◆ What is needed ◆
Swap every "Target" in the rows below for "Label" and reproduce the rows otherwise unchanged.

===== Dataset excerpts =====

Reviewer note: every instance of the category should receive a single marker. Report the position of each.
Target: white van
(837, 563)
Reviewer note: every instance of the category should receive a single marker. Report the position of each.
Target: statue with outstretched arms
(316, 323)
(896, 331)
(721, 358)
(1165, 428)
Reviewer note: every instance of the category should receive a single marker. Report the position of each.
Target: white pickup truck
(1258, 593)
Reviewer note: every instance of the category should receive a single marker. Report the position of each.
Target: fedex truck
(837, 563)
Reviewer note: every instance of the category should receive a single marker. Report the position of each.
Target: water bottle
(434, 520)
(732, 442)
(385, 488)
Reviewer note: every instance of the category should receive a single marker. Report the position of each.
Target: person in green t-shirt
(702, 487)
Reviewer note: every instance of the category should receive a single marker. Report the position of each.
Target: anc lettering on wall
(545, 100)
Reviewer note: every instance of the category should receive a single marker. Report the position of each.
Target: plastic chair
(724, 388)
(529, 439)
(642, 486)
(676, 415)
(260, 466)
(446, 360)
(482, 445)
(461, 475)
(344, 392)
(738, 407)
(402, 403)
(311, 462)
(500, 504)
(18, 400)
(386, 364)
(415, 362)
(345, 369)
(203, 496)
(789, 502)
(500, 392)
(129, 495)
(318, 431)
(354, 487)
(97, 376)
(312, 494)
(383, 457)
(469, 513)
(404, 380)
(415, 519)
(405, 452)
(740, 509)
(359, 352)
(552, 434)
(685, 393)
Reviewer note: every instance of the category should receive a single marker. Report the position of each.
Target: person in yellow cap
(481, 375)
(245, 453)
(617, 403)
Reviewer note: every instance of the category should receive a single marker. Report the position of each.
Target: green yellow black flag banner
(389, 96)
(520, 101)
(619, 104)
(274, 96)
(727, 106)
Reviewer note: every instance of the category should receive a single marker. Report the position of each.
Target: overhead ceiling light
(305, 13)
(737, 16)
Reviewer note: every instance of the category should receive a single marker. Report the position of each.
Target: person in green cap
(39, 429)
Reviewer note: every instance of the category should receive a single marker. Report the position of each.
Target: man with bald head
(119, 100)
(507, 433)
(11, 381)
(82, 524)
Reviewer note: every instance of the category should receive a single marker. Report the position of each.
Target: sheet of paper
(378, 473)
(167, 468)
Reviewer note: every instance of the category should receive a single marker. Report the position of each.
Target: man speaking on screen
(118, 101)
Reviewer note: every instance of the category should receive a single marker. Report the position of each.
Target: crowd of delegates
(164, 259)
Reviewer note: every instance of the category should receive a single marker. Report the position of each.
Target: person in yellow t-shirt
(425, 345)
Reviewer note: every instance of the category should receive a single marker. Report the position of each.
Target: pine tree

=====

◆ Answer to the exercise ◆
Reviewer note: every instance of the category should receive a single marker. Report the position of each.
Label: white van
(837, 563)
Reviewer note: every instance of the category should receive a single marker. Report the position of each.
Label: statue with outstretched arms
(316, 323)
(896, 331)
(721, 358)
(1165, 428)
Reviewer note: every instance of the category should receive a single marker. Report the position of each.
Label: white pickup truck
(1258, 593)
Reviewer note: every instance of the category should receive a single marker. Report the position of each.
Label: fedex truck
(837, 563)
Reviewer note: every instance of the category should receive a single marker. Report the position of each.
Label: water bottle
(434, 520)
(732, 442)
(385, 488)
Reviewer note: every instance of the category should receive a single marker. Report the position of each.
Label: person in green t-shirt
(702, 487)
Reviewer note: every instance of the category should receive a single marker. Report the position of each.
Label: anc lettering on wall
(545, 100)
Reviewer note: every instance of the category should receive a single marker. Report the position of each.
Label: plastic chair
(724, 388)
(529, 439)
(642, 486)
(676, 415)
(260, 466)
(446, 360)
(482, 445)
(461, 475)
(344, 392)
(738, 407)
(402, 403)
(311, 462)
(500, 504)
(18, 400)
(386, 364)
(415, 362)
(345, 369)
(203, 496)
(789, 502)
(500, 392)
(129, 495)
(318, 431)
(354, 487)
(97, 376)
(312, 494)
(383, 457)
(469, 513)
(404, 380)
(415, 519)
(405, 452)
(740, 509)
(359, 352)
(552, 434)
(685, 393)
Reviewer note: every instance of the category should receive a single marker. Report the position of each.
Label: person in yellow cap
(481, 375)
(245, 453)
(617, 403)
Reviewer note: every instance of the category should receive a single marker. Report the position of each.
Label: green yellow black flag banner
(389, 96)
(520, 101)
(619, 104)
(274, 96)
(727, 106)
Reviewer note: every instance of the category should receive a single marker. Report the position of each.
Label: overhead ceiling light
(305, 13)
(737, 16)
Reviewer note: every instance of the category should receive a single marker. Report the position of each.
Label: person in green cap
(39, 429)
Reviewer note: every instance of the category should receive a single marker. Report the position of each.
Label: man with bald head
(119, 100)
(507, 433)
(11, 381)
(82, 524)
Reviewer note: every instance of the category should receive a single marker. Report the position of each.
Label: sheet of paper
(378, 473)
(167, 468)
Reviewer note: every instance of the category should receive a single marker. Report the position of each.
Label: man speaking on screen
(118, 101)
Reviewer note: every instance of the category should receive a single marker. Report the position of each.
Label: crowd of delegates
(164, 259)
Reviewer note: every instance of the category should receive a single marker. Report the position of each.
Label: person in yellow t-shirt
(425, 345)
Reviewer note: every instance of the category should receive a single marker. Report the position of each.
Label: pine tree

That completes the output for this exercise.